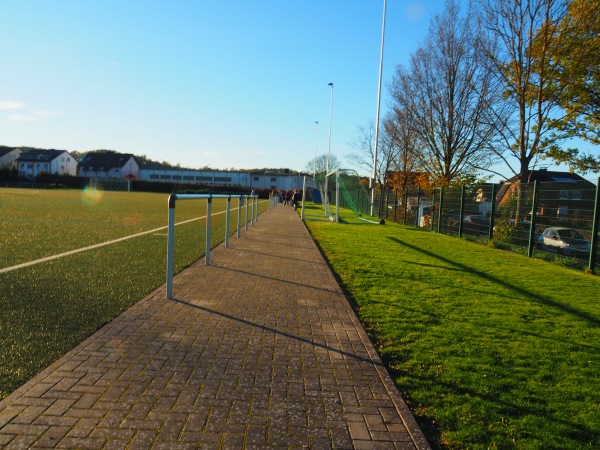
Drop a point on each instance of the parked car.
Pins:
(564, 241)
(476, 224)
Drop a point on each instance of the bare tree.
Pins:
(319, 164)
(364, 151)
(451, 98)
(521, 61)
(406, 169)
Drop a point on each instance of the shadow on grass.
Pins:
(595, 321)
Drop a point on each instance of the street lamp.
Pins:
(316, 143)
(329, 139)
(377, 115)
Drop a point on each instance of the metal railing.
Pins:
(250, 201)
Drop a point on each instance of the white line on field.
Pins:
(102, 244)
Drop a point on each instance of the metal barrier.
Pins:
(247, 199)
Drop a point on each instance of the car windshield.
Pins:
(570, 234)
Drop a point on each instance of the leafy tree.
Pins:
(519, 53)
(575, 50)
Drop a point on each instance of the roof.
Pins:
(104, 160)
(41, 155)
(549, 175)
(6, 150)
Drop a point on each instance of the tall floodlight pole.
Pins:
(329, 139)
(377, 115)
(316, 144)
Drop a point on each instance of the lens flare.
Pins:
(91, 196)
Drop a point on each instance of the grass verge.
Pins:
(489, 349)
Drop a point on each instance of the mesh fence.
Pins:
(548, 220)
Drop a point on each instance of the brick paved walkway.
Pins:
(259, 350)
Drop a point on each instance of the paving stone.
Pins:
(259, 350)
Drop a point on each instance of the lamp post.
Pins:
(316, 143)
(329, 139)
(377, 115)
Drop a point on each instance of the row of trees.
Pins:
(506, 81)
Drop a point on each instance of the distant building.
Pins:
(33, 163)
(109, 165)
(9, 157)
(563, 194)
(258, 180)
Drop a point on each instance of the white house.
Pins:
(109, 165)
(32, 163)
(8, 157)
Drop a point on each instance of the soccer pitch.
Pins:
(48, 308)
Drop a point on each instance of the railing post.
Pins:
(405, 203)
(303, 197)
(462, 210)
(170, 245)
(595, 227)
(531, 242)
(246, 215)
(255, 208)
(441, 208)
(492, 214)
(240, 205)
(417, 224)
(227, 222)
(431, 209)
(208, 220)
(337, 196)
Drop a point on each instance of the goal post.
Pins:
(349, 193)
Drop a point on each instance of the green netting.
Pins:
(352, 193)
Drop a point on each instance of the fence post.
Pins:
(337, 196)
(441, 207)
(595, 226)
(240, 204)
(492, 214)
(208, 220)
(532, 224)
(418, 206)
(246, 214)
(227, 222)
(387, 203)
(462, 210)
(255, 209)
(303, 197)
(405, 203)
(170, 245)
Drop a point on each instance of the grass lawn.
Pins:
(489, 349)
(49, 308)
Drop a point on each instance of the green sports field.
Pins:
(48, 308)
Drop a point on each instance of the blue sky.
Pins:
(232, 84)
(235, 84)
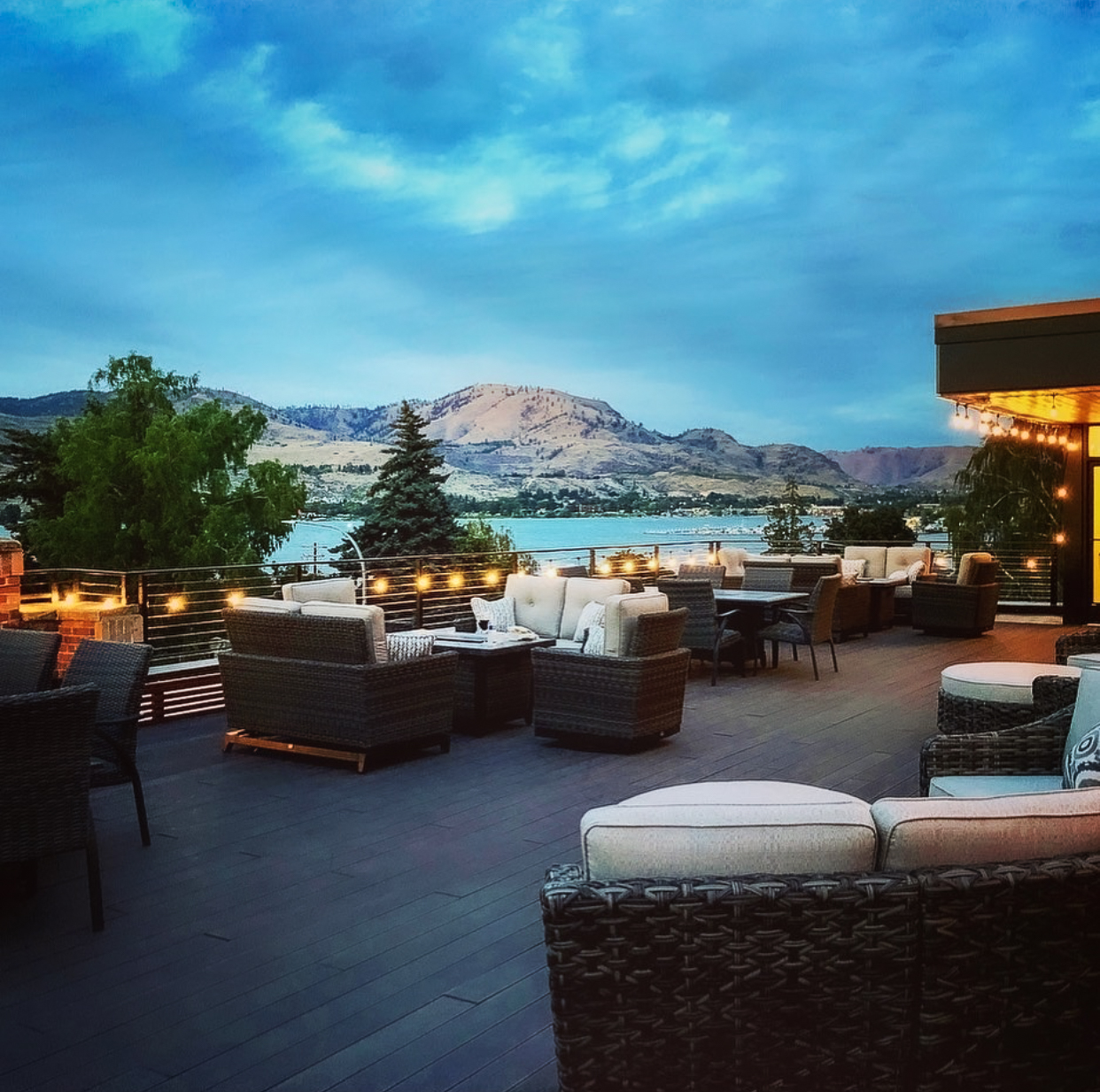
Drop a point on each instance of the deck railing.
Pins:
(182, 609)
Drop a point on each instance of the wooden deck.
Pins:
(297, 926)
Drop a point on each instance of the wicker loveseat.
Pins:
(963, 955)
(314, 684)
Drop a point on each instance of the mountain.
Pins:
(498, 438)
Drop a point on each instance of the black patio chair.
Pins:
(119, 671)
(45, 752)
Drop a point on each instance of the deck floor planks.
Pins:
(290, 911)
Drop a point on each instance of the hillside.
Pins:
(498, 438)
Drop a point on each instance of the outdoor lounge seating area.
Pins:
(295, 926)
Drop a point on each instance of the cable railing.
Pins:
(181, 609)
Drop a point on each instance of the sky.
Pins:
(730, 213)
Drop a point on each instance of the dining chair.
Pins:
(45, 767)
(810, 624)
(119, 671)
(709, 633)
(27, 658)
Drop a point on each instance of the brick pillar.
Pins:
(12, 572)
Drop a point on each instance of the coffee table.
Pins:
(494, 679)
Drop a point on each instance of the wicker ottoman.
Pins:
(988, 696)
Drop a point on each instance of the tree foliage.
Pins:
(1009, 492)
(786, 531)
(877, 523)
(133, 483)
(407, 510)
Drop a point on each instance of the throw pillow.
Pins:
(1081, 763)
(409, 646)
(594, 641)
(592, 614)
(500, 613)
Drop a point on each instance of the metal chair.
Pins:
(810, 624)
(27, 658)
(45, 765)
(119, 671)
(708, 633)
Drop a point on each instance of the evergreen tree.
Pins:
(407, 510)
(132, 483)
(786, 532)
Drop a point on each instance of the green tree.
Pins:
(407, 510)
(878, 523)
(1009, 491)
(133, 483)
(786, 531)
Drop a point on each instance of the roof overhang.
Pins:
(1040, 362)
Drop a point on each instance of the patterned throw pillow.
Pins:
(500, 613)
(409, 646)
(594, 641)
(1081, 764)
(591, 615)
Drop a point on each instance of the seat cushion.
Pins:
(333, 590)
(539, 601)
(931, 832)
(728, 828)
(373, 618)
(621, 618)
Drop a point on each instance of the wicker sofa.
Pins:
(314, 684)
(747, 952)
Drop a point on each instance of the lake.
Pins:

- _TASK OBJECTIVE_:
Pictures must not appear in the copy, and every record must be restated word for word.

- _EXPECTED ANSWER_:
Drop a point on each instance of the parked car.
Pins:
(564, 241)
(476, 224)
Drop a point on each instance of the bare tree.
Pins:
(319, 164)
(364, 151)
(451, 98)
(521, 61)
(406, 169)
Drop a point on each instance of the shadow on grass.
Pins:
(595, 321)
Drop a point on each instance of the street lamp.
Pins:
(316, 143)
(329, 139)
(377, 115)
Drop a point on each instance of the metal railing.
Pins:
(250, 201)
Drop a point on each instance of the white line on field.
Pins:
(102, 244)
Drop a point on each instance of the metal barrier.
Pins:
(247, 199)
Drop a point on each instance of the car windshield.
Pins:
(570, 234)
Drop a point on each instance of the leafy tree.
Pins:
(519, 53)
(575, 50)
Drop a point on each instance of the roof.
Pins:
(104, 160)
(41, 155)
(549, 175)
(6, 150)
Drop a point on each instance of the tall floodlight pole.
Pins:
(329, 139)
(377, 115)
(316, 144)
Drop a point on each instance of the lens flare.
Pins:
(91, 196)
Drop a point on each instance of the grass verge.
Pins:
(489, 349)
Drop a point on each instance of the mesh fence.
Pins:
(548, 220)
Drop a point on each instance of the brick paved walkway.
Pins:
(259, 350)
Drop a point on each instance of the paving stone.
Pins:
(259, 350)
Drop a point on each instance of the lamp post.
Pins:
(316, 143)
(329, 139)
(377, 115)
Drop a point on each instance of the row of trees.
Pins:
(506, 81)
Drop a point on each instance of the distant building.
Pins:
(33, 163)
(109, 165)
(9, 157)
(563, 194)
(258, 180)
Drop a point on each instance of the white house.
Pins:
(109, 165)
(32, 163)
(8, 157)
Drop a point on each instance of the soccer pitch.
Pins:
(48, 308)
Drop a point on each instance of the railing post.
Pins:
(405, 203)
(303, 197)
(462, 210)
(170, 245)
(595, 227)
(531, 242)
(246, 215)
(255, 208)
(441, 208)
(492, 214)
(240, 205)
(417, 224)
(227, 222)
(431, 209)
(208, 220)
(337, 196)
Drop a point on each instance of the goal post.
Pins:
(349, 193)
Drop a point on each instance of the green netting.
Pins:
(352, 193)
Drop a point on each instance of the fence post.
Pins:
(337, 196)
(441, 207)
(595, 226)
(240, 204)
(492, 214)
(208, 220)
(532, 224)
(418, 206)
(246, 214)
(227, 222)
(387, 203)
(462, 210)
(255, 209)
(303, 197)
(405, 203)
(170, 245)
Drop a point on each instance of the grass lawn.
Pins:
(489, 349)
(49, 308)
Drop a point on each instance of the green sports field.
Pins:
(48, 308)
Drop a point on each instance of the blue sky.
Pins:
(232, 84)
(235, 84)
Drop a point on each instance of the deck railing.
Pins:
(182, 609)
Drop a point on each instance of the wooden deck.
Pins:
(297, 926)
Drop a point on each instance of the wicker loveseat.
Pins:
(963, 955)
(314, 684)
Drop a point on each instance of the mountain.
Pins:
(498, 438)
Drop a point on each instance of the black patio chair.
Pins:
(119, 671)
(45, 752)
Drop a point on each instance of the deck floor planks.
Pins:
(290, 911)
Drop a point on each instance of the hillside.
Pins:
(498, 438)
Drop a point on each instance of the outdoor lounge seating area.
Pins:
(295, 926)
Drop a point on each instance of the cable railing.
Pins:
(181, 609)
Drop a point on each instance of the sky.
Pins:
(730, 213)
Drop a point on each instance of the dining chair.
Pins:
(45, 767)
(810, 624)
(119, 671)
(709, 633)
(27, 658)
Drop a point on each instance of the brick pillar.
Pins:
(12, 572)
Drop a point on each instance of the coffee table.
Pins:
(494, 679)
Drop a point on each instance of the wicker ottoman.
Pins:
(988, 696)
Drop a point on each instance of the tree foliage.
Pins:
(1009, 492)
(786, 531)
(877, 523)
(133, 483)
(407, 510)
Drop a point on each instance of the throw pillow.
Pins:
(1081, 763)
(409, 646)
(594, 641)
(592, 614)
(500, 613)
Drop a point on each instance of the metal chair.
Pins:
(810, 624)
(27, 658)
(45, 765)
(119, 671)
(708, 633)
Drop a point on each instance of the evergreen tree.
Pins:
(407, 510)
(132, 483)
(786, 532)
Drop a point on each instance of the green tree.
Pins:
(407, 510)
(878, 523)
(1009, 491)
(133, 483)
(786, 531)
Drop a point on each instance of the roof overhang.
Pins:
(1040, 362)
Drop a point on each instance of the patterned throw pillow.
Pins:
(500, 613)
(409, 646)
(594, 641)
(1081, 764)
(591, 615)
Drop a point on each instance of the seat cushion.
Pins:
(333, 590)
(539, 601)
(931, 832)
(728, 828)
(373, 618)
(621, 618)
Drop a point on each instance of the wicker sofa.
Pins:
(314, 684)
(747, 952)
Drop a point on each instance of the lake.
Pins:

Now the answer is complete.